▶ _Written instruction_
Could you revise the items from the line with "of the tree" to the line with "Target: tree trunk", giving back only those lines with "tree trunk" changed to "fallen log" and nothing else altered?

▶ _Task inputs_
+ + + +

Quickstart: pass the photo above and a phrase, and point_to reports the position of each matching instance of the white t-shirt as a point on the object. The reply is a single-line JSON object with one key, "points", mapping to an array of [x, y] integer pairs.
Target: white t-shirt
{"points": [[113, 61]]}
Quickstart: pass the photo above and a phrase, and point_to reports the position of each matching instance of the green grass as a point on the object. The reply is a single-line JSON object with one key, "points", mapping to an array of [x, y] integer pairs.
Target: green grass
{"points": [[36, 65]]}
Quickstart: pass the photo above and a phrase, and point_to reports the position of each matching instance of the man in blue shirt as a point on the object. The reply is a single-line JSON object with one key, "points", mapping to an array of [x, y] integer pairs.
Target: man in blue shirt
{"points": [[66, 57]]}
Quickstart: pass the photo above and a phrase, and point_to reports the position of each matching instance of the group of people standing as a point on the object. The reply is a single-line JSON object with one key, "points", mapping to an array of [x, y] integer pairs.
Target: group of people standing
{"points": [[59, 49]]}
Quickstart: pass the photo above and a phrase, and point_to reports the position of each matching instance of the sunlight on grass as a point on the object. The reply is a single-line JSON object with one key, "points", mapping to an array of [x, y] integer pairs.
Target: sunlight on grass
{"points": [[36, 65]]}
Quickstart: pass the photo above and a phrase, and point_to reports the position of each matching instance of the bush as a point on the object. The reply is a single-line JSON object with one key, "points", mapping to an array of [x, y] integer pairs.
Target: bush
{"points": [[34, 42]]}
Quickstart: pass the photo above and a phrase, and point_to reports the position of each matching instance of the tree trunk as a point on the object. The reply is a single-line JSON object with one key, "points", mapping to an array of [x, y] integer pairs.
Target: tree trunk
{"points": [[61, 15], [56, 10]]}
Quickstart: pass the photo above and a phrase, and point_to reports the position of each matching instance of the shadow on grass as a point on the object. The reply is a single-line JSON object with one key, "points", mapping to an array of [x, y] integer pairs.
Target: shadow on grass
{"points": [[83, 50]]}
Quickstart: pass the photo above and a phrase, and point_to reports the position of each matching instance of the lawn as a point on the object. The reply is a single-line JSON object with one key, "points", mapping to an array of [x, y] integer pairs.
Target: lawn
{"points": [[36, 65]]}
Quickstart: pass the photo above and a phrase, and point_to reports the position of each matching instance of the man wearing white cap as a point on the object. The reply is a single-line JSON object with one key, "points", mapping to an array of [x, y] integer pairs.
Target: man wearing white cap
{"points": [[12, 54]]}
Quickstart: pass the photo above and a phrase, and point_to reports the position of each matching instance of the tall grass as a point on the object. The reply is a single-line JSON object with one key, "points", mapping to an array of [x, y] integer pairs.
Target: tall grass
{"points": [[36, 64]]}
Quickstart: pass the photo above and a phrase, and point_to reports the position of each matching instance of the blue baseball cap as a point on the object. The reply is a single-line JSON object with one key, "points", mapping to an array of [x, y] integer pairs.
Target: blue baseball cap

+ + + +

▶ _Result for this exercise_
Quickstart: pass the photo above and a phrase, and point_to reports the position of each matching instance of the fallen log as a point on the object. The reply is a single-line JSON object with one key, "points", mapping to an array of [x, y] integer pairs.
Target: fallen log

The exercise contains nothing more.